**Exercise**
Exactly the lines starting at the line containing "Where can the old" and ending at the line containing "Where can the stone masonry" are to be written out from the listing below, both included.
====
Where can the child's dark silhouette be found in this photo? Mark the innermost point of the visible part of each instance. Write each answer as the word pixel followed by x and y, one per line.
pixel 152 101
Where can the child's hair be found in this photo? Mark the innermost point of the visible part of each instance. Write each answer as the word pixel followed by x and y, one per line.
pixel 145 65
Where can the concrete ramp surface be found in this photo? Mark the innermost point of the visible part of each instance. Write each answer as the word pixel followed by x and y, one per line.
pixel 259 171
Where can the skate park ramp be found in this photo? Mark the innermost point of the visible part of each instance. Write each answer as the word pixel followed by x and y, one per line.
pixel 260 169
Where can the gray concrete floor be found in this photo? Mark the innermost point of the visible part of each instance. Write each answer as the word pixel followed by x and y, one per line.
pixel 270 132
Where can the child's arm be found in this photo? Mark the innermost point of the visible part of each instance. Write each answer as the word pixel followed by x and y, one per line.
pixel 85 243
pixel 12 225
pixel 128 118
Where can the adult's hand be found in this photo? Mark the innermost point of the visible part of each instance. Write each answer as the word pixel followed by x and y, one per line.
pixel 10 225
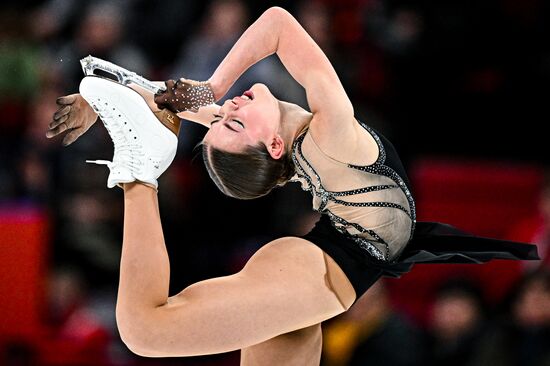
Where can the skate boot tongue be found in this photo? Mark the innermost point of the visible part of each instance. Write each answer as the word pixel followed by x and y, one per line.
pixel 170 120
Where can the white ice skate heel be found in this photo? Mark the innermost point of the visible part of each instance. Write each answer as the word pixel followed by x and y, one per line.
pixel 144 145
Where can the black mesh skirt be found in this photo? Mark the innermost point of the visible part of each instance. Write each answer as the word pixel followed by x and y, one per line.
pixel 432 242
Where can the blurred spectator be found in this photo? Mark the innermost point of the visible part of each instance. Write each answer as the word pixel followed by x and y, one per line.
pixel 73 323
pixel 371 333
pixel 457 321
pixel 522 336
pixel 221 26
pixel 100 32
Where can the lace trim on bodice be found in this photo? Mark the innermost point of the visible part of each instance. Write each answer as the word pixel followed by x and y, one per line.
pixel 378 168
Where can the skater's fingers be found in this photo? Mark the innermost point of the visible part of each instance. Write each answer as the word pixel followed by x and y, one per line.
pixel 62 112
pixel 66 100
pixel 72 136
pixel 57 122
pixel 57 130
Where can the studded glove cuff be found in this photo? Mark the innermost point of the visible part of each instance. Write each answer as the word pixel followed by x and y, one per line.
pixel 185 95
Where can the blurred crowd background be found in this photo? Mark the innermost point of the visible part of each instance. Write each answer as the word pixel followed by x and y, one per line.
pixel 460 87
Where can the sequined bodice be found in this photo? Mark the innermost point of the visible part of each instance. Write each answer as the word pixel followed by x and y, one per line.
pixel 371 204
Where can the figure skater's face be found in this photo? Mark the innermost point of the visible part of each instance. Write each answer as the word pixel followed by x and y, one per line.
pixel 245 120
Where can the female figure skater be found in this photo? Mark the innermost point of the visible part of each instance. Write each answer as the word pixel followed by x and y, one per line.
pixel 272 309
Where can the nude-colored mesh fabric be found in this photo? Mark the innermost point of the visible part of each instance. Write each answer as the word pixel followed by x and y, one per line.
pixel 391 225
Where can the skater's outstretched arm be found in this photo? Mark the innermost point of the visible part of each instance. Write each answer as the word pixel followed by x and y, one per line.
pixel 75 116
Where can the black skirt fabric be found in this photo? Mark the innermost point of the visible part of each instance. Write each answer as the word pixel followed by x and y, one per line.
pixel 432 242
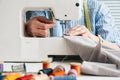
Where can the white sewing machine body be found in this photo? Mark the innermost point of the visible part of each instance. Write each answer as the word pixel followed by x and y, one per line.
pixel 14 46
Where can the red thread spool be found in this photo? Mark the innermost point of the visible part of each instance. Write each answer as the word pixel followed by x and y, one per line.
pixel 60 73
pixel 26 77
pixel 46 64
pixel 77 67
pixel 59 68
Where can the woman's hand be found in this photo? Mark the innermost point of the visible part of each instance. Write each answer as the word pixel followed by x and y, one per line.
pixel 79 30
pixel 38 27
====
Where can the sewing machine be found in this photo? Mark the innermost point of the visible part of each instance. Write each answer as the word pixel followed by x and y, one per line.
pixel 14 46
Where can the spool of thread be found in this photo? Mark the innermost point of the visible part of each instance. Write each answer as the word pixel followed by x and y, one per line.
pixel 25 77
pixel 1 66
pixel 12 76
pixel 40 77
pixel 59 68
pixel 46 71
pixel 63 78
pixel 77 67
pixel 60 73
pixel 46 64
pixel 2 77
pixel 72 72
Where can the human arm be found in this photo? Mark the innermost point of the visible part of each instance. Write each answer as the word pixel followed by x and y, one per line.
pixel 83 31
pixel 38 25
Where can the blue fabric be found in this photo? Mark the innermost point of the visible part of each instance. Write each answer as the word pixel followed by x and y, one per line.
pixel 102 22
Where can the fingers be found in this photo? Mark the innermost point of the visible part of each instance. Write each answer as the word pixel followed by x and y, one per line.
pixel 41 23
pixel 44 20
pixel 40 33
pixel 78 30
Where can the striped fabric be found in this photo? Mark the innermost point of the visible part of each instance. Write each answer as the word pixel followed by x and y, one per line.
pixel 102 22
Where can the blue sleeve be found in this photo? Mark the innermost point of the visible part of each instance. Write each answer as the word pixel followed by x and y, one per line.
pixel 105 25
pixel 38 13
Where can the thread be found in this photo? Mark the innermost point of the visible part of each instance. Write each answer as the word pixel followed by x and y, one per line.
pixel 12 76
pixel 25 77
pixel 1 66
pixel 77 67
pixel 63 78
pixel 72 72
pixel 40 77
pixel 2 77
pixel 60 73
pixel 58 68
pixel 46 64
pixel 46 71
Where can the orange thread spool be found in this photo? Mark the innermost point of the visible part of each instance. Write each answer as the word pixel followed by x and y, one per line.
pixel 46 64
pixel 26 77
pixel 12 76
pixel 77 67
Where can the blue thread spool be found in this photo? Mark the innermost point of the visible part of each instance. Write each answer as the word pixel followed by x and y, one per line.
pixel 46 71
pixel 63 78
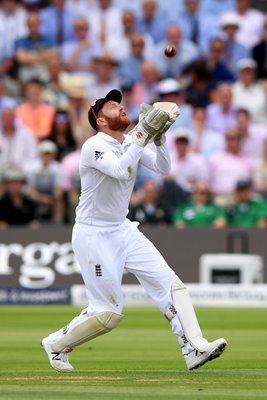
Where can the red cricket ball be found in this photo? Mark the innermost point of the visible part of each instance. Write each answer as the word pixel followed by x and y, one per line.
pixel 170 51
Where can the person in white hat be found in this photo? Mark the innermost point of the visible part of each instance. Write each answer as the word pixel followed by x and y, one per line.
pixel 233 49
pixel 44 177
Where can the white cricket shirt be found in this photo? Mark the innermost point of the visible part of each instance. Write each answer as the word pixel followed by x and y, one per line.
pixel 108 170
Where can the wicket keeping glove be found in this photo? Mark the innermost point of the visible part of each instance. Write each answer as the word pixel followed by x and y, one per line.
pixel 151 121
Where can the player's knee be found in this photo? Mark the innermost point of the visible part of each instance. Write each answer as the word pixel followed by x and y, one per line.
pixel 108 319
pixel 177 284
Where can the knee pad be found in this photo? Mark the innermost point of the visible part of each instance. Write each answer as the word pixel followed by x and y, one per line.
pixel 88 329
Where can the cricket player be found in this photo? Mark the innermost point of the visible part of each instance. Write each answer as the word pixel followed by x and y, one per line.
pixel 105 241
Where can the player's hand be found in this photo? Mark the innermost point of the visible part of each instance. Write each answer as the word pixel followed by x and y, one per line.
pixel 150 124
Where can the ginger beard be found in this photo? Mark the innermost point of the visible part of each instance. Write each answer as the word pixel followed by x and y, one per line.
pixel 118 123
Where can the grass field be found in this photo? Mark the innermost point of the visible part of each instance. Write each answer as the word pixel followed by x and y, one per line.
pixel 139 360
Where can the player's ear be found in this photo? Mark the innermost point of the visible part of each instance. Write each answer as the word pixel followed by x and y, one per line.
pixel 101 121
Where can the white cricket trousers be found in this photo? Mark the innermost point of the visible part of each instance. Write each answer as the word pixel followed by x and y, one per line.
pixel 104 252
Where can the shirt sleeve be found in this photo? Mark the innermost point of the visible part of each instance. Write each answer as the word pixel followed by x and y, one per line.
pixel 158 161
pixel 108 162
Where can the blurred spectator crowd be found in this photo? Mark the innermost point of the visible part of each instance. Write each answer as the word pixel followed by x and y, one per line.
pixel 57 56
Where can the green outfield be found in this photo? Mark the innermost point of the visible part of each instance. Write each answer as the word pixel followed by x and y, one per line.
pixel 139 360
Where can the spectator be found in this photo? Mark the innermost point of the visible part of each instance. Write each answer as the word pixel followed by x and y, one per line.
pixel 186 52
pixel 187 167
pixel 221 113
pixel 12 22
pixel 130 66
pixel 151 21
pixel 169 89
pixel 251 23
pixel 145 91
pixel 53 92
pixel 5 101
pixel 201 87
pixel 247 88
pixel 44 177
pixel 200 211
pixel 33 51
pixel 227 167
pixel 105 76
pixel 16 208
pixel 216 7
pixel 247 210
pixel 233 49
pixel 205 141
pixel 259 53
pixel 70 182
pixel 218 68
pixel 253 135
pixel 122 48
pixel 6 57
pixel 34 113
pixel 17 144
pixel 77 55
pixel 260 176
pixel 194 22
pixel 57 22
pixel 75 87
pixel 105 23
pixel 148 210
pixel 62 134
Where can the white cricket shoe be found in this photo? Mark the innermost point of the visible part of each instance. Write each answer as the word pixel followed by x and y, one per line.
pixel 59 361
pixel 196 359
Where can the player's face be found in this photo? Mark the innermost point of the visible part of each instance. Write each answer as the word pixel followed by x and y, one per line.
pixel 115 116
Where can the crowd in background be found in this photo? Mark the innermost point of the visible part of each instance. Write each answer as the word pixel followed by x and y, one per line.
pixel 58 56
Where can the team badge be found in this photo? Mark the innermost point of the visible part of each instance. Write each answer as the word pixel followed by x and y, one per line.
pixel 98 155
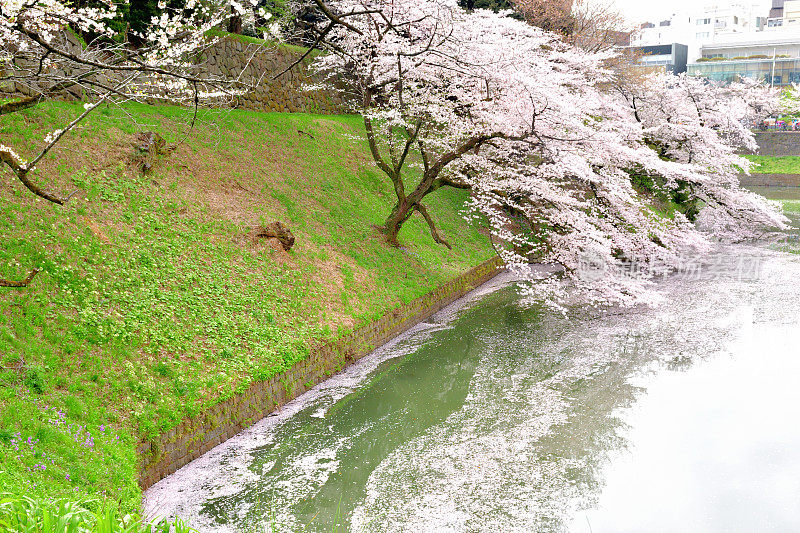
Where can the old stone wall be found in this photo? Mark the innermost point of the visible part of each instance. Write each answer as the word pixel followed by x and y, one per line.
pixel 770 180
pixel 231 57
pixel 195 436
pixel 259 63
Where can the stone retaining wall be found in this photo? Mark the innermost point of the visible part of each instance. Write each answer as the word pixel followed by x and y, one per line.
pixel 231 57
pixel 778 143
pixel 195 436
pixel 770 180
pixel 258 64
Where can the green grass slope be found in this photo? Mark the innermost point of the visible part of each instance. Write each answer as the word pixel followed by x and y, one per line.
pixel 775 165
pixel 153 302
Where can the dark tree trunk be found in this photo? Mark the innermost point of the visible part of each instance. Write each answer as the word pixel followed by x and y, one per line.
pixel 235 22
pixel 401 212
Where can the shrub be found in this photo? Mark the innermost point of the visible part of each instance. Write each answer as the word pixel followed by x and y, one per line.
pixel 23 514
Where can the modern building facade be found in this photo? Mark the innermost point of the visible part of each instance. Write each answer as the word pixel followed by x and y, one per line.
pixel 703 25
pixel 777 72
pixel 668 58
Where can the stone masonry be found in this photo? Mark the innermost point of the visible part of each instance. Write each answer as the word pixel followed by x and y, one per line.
====
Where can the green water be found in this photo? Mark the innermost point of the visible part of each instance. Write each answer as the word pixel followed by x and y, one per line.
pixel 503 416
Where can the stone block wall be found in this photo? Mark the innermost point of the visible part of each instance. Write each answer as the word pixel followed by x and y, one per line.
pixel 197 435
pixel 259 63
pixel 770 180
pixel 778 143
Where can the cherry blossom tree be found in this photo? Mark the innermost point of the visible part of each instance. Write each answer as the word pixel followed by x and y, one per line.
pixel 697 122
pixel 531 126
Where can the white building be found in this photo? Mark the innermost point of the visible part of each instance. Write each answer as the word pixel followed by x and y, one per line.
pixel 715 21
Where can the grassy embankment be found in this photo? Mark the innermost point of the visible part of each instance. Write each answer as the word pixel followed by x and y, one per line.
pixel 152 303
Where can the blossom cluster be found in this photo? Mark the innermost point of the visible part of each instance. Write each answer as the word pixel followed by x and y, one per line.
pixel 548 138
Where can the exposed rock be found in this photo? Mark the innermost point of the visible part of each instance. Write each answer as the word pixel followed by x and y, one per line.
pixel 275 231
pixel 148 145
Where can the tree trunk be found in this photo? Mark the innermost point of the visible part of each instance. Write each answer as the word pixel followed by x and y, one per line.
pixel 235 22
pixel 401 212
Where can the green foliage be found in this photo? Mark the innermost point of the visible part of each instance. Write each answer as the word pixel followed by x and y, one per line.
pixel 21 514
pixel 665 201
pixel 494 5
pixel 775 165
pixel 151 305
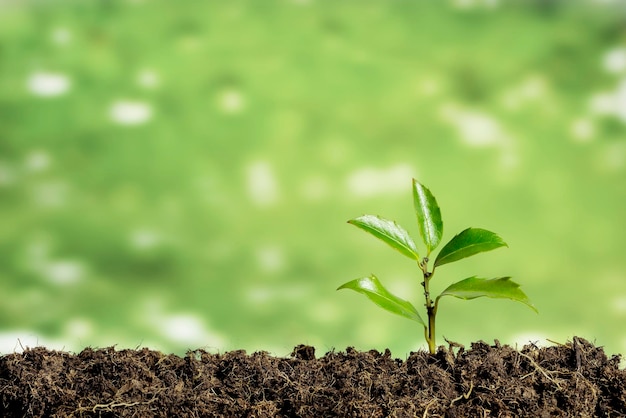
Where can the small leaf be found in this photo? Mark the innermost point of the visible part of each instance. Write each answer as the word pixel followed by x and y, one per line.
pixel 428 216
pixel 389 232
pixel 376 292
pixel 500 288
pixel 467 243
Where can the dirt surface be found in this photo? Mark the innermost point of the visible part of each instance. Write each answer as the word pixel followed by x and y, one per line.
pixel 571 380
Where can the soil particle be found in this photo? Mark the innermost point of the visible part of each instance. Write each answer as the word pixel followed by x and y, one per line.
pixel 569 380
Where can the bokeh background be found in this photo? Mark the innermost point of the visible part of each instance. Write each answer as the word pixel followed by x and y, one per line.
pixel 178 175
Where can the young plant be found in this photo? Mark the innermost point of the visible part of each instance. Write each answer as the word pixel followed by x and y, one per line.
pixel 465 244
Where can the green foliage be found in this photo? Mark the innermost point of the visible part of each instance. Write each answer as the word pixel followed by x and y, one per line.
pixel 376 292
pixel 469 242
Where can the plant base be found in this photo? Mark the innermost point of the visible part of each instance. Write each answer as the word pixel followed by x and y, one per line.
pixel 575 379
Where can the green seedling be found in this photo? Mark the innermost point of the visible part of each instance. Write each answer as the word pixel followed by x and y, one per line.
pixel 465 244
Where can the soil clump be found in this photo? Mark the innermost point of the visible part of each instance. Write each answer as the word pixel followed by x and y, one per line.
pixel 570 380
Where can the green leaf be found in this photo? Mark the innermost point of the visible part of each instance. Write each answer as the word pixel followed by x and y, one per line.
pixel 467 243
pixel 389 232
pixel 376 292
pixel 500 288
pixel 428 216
====
**Task solution**
Where can the old stone wall be found in this photo? Mark the innermost point of the visible part of each instance. Write each answer as the word pixel followed by x and y, one per line.
pixel 770 180
pixel 231 57
pixel 195 436
pixel 259 63
Where can the stone retaining wall be found in this photo? Mark the innermost point of the visible part of each instance. Write each answer as the word pixel followed by x and y, one per line.
pixel 231 57
pixel 778 143
pixel 195 436
pixel 770 180
pixel 258 64
Where can the green grass slope be found in this photo? Mark the innermost point of the visible part of each instance. Write each answer as the word pixel followed by x and y, one per line.
pixel 775 165
pixel 153 302
Where can the dark tree trunk be found in this photo? Mark the innermost point of the visible part of each instance. Write each answer as the word pixel followed by x and y, one per line.
pixel 235 22
pixel 401 212
Where can the shrub be found in this photo? Mark the innermost point of the visible part of each instance. Write each answer as the word pixel followed by x and y, one per line.
pixel 23 514
Where can the modern building facade be found in this photo? Mark the innermost point of the visible part of each instance. Write each answer as the word pixel followed by x and y, one per line.
pixel 703 25
pixel 777 72
pixel 668 58
Where can the stone masonry be found in this photo? Mark the innermost point of the visible part of each instance. Write each answer as the word pixel followed by x and y, one per line.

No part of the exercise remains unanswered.